(Items stored from a collection)
--------------------------------------------------

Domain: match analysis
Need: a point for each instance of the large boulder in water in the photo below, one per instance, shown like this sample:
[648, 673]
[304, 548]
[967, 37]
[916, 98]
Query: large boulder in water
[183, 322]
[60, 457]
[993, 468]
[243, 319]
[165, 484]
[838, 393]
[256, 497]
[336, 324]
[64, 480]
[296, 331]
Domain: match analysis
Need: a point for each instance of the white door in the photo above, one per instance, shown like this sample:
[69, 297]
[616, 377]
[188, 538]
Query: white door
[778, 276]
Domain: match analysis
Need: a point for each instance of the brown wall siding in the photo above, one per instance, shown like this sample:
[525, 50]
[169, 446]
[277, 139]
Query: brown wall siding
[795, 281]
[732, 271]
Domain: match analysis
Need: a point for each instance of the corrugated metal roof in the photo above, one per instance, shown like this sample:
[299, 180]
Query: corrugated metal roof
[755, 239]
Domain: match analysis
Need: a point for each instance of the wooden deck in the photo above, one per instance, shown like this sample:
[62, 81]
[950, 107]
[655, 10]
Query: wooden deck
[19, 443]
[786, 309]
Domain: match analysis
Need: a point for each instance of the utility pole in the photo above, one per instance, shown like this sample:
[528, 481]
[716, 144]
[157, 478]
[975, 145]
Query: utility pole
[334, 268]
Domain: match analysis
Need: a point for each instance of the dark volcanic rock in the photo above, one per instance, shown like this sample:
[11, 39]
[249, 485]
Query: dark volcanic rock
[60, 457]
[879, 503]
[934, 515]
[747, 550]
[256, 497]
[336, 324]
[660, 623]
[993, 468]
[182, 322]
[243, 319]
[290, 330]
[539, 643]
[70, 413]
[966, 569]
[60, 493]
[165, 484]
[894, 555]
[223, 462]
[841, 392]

--------------------------------------------------

● Aim: Reproduce every line of all the entries above, requests included. In the answers, multiply each point coordinate by 1.9 and round to the nearest whole number, with halves going up; leave the numbers in the requests and their format samples unchanged.

● Response to the task:
Domain: match analysis
Need: a point for each instance of the large boulder in water in the photo below, one per instance, shown like this sample:
[648, 673]
[304, 548]
[967, 37]
[916, 98]
Query: large boulder in water
[348, 612]
[114, 868]
[1887, 889]
[462, 606]
[314, 920]
[1592, 747]
[486, 944]
[638, 616]
[122, 912]
[562, 629]
Domain: match analysis
Need: a point for each instance of the white door in the photo above, one per instance, shown like this sample:
[69, 297]
[616, 377]
[188, 538]
Query: white door
[1478, 524]
Domain: match analysis
Need: a point for each instance of the brown wall siding in the photo above, one per instance, shown like this sample:
[525, 50]
[169, 446]
[277, 139]
Query: brown wall siding
[1511, 534]
[1391, 515]
Domain: match analysis
Need: a point for each instance of the corrugated metal roof in the photo above, one per instance, shown like this sample:
[299, 180]
Query: corrugated metal roof
[1435, 454]
Domain: match analysis
Need: a point for each instance of the wooden deck in the photo above, one per instance, shown like this sample:
[62, 81]
[950, 107]
[655, 10]
Query: wooden deck
[36, 842]
[1493, 587]
Domain: match analysis
Need: a point for each instance of the utility pole in the photo above, one per instance, shown like this sample:
[528, 481]
[716, 144]
[157, 478]
[975, 145]
Query: utility pole
[635, 509]
Domain: match analysis
Need: a point for each instance of the dark volcanic rock in the photo above, one per instance, shown like this sample:
[11, 39]
[249, 485]
Query: dark volcanic rock
[114, 868]
[1670, 956]
[1775, 979]
[1419, 1045]
[486, 944]
[638, 616]
[1254, 1184]
[1887, 889]
[346, 612]
[462, 606]
[551, 627]
[1024, 1222]
[133, 785]
[1835, 1081]
[114, 937]
[314, 920]
[1699, 1055]
[424, 878]
[1598, 745]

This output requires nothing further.